(Data records)
----

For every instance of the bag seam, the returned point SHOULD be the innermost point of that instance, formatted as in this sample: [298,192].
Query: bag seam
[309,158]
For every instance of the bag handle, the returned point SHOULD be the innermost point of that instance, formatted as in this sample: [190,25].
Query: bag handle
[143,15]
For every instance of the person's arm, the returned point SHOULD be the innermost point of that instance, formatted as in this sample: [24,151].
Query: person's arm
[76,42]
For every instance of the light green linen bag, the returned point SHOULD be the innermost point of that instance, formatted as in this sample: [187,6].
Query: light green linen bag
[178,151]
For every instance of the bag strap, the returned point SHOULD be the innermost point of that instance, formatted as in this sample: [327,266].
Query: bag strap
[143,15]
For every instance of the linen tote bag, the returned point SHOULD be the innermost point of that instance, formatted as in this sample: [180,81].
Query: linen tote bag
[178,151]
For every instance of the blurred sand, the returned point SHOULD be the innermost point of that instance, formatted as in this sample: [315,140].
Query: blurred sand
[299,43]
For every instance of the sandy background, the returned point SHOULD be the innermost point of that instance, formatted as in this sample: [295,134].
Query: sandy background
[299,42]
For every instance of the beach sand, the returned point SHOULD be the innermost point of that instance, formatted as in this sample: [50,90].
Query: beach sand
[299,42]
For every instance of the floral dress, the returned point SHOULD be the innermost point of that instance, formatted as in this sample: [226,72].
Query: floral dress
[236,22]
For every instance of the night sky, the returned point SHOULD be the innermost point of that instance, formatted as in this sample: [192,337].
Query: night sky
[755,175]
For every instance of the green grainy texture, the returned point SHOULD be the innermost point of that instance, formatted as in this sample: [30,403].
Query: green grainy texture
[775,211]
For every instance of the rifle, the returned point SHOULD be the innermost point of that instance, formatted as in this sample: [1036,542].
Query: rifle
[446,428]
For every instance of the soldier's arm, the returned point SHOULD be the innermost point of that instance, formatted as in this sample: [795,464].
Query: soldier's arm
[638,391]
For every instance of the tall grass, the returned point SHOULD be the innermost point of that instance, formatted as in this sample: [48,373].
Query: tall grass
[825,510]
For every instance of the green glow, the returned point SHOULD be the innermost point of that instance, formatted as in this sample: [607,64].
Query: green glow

----

Retype the material in full, character for character.

— Correct result —
For every instance of the bag seam, the returned point SHOULD be the innermost point of that instance, formatted as in this sample: [298,192].
Query: bag seam
[309,158]
For every instance of the bag handle, the returned point SHOULD be the innermost point of that instance, formatted as in this sample: [190,25].
Query: bag handle
[143,15]
For every instance of the person's arm, the returned point SHOULD be the innermost point of that instance, formatted as in this sample: [24,151].
Query: person's arm
[76,42]
For every instance of the light green linen bag, the returned point SHOULD be the innermost point of that instance, formatted as in this sample: [187,6].
Query: light green linen bag
[178,151]
For every instance of the bag strap, the returned point SHOULD be the innermost point of that instance, formatted as in this sample: [327,266].
Query: bag strap
[143,15]
For every instance of the linen tote bag, the returned point SHOULD be the innermost point of that instance, formatted as in this sample: [180,81].
Query: linen tote bag
[178,151]
For every instance of the blurred sand, the returned point SHOULD be the innermost point of that instance, formatted as in this sample: [315,140].
Query: blurred sand
[299,43]
For every instance of the sandy background, the returned point SHOULD be the innermost point of that instance, formatted as in this sample: [295,134].
Query: sandy background
[299,42]
For every instance of the beach sand, the returned point SHOULD be the innermost point of that instance, formatted as in this sample: [50,90].
Query: beach sand
[299,42]
For every instance of the floral dress, the returned point SHOULD be the innermost point of that instance, formatted as in this sample: [226,72].
Query: floral dress
[236,22]
For every instance of the night sky, the returned point SHOULD be the innermost point of that instance, formatted as in this sample: [192,337].
Query: night sky
[755,175]
For every instance of the green grainy texture, the returned point SHOULD be the innermost point of that instance, formatted as in this sample: [30,403].
Query: green grainy texture
[775,211]
For every instance of the rifle, the returned point SHOULD be the innermost point of that instance, formatted as in this sample: [1036,542].
Query: rifle
[446,428]
For every instance of the soldier's arm, the returned point SHOULD be the innermost point of that instance, formatted as in this sample: [795,464].
Query: soldier's arm
[638,391]
For every instance of the tall grass, the returned point SHOULD be the innermost point of that instance, formatted as in this sample: [48,373].
Query: tall grass
[825,510]
For every instance of the green glow, the returned point SHOULD be the innermost point of that instance, formatted as in this sample: [607,64].
Query: green glow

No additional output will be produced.